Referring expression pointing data
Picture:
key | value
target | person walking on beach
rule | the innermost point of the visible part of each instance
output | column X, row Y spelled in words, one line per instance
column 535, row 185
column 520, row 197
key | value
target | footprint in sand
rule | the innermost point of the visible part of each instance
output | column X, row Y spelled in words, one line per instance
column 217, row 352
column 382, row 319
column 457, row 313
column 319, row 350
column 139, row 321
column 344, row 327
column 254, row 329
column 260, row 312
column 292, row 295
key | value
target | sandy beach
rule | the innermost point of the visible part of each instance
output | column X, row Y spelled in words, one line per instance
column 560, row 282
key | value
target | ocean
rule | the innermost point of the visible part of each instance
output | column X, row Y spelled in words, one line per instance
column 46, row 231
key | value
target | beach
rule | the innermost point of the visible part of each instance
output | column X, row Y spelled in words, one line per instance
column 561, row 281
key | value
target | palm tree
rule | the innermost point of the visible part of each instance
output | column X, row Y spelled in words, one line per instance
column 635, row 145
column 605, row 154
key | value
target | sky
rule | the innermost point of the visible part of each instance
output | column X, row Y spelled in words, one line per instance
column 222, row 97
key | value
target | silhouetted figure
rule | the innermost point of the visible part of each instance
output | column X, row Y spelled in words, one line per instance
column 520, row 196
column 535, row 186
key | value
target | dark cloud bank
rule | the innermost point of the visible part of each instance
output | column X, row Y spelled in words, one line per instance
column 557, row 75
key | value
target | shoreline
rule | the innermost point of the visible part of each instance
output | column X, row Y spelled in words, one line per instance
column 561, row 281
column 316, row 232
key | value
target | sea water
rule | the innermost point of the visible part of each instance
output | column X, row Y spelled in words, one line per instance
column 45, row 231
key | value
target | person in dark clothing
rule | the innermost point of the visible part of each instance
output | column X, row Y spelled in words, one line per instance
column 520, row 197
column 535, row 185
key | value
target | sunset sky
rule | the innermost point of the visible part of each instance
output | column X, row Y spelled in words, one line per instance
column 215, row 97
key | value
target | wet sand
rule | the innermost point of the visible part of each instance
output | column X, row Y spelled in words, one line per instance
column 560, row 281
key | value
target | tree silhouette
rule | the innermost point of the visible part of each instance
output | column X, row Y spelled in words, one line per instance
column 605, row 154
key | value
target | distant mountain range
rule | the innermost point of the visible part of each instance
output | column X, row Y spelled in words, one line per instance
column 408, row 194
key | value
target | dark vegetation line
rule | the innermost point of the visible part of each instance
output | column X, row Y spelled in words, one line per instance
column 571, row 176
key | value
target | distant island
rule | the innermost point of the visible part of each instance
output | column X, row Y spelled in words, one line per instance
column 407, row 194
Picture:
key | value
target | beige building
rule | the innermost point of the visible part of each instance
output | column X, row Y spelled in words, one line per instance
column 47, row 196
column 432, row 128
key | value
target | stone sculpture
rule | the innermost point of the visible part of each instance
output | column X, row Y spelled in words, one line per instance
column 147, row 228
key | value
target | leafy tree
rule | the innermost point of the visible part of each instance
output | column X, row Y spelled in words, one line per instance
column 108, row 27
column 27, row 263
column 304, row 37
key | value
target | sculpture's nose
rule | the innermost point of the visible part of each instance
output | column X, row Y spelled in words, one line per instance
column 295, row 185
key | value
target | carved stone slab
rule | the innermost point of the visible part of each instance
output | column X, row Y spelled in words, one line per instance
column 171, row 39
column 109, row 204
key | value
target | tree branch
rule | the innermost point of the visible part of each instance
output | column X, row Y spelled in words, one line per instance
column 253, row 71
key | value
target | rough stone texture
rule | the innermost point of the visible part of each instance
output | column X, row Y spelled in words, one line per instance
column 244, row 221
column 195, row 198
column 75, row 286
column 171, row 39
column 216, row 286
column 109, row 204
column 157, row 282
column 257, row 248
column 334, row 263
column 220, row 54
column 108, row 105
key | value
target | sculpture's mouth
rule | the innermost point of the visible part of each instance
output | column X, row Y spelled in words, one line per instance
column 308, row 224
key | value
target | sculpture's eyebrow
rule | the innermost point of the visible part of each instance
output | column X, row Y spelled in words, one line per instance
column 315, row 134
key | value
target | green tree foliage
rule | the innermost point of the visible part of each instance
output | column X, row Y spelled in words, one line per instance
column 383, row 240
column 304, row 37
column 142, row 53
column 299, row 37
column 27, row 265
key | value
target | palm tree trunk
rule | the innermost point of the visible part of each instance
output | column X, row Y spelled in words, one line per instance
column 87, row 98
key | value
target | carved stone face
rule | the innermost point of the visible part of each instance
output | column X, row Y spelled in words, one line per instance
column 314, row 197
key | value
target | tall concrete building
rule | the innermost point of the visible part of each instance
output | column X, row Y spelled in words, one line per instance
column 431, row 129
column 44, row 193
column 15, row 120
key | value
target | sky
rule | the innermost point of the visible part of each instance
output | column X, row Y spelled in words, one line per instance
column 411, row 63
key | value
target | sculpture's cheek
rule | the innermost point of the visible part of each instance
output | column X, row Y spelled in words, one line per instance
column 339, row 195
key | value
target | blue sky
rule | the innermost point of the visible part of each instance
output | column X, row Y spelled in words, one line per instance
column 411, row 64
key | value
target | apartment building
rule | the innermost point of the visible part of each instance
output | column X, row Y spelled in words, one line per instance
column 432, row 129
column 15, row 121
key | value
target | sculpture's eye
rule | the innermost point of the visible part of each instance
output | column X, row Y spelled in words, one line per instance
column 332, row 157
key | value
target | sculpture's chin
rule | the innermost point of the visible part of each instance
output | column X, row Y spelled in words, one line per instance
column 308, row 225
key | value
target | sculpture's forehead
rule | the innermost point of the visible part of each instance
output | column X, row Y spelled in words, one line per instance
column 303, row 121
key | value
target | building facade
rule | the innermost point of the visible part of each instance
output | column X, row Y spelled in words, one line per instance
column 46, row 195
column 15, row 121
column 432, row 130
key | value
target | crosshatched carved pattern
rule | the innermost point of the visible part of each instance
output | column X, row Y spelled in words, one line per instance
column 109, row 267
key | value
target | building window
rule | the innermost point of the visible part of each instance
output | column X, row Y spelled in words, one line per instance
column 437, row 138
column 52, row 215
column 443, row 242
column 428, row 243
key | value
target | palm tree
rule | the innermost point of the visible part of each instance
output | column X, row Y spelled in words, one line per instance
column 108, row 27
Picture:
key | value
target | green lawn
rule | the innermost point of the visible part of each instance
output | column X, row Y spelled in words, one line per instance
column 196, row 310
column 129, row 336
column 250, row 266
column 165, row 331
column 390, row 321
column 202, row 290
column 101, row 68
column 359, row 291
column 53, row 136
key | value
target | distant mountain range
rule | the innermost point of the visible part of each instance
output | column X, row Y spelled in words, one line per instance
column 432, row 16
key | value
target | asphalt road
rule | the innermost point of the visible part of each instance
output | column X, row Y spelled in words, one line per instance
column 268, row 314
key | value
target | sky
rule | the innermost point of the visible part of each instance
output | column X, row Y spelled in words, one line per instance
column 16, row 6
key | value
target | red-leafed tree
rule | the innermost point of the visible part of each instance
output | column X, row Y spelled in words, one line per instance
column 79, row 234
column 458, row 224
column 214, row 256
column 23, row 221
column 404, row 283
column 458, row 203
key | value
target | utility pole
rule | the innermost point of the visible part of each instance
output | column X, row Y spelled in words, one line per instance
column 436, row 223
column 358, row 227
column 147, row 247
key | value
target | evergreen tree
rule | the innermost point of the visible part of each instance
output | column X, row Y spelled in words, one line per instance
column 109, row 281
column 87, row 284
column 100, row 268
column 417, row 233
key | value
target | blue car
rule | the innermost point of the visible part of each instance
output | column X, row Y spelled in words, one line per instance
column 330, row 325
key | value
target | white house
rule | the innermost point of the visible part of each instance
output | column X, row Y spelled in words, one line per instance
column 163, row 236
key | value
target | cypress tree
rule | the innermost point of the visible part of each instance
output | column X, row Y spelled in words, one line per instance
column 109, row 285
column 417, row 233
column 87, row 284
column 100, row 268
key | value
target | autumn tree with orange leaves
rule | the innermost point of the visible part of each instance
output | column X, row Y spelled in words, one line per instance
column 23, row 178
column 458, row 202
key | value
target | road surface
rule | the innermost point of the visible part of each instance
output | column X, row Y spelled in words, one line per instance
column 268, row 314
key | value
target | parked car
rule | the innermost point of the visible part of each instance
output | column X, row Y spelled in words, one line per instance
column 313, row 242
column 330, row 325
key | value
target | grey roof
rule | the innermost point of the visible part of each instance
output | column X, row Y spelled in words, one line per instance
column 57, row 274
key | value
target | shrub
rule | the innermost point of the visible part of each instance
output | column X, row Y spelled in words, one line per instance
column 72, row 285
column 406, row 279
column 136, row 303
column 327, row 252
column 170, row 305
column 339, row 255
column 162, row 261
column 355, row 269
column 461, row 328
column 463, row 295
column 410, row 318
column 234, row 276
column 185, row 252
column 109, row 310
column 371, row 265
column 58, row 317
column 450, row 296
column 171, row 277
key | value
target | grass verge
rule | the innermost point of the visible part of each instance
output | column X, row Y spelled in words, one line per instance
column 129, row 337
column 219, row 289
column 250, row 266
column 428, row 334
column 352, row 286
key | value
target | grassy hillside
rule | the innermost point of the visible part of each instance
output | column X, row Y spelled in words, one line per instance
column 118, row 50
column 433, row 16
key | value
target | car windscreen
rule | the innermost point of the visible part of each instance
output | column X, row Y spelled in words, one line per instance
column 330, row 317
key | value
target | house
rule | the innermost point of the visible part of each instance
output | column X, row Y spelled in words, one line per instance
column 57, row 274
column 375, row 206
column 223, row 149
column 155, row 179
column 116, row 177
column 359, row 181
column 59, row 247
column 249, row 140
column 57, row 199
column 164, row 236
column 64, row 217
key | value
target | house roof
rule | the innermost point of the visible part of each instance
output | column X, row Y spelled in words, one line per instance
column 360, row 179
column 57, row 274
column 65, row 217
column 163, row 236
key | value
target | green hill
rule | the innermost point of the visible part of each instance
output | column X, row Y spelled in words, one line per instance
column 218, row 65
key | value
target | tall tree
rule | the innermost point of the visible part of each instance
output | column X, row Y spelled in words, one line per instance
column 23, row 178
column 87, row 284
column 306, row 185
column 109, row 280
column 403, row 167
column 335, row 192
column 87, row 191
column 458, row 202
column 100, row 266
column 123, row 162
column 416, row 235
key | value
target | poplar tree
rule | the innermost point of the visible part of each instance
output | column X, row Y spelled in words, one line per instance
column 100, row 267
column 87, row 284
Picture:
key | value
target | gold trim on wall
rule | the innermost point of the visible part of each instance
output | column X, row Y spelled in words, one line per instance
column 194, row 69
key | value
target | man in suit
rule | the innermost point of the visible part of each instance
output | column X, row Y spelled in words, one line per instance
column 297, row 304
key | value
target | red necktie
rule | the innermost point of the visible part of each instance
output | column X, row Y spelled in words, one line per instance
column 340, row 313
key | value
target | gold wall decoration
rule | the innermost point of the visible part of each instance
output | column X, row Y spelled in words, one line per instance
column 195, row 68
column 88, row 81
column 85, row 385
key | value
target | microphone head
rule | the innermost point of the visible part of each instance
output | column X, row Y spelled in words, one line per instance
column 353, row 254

HOW TO COMPLETE THIS TASK |
In the records above, collect each line with "tall".

RESPONSE TO THIS EXERCISE |
target | tall concrete building
target | tall tree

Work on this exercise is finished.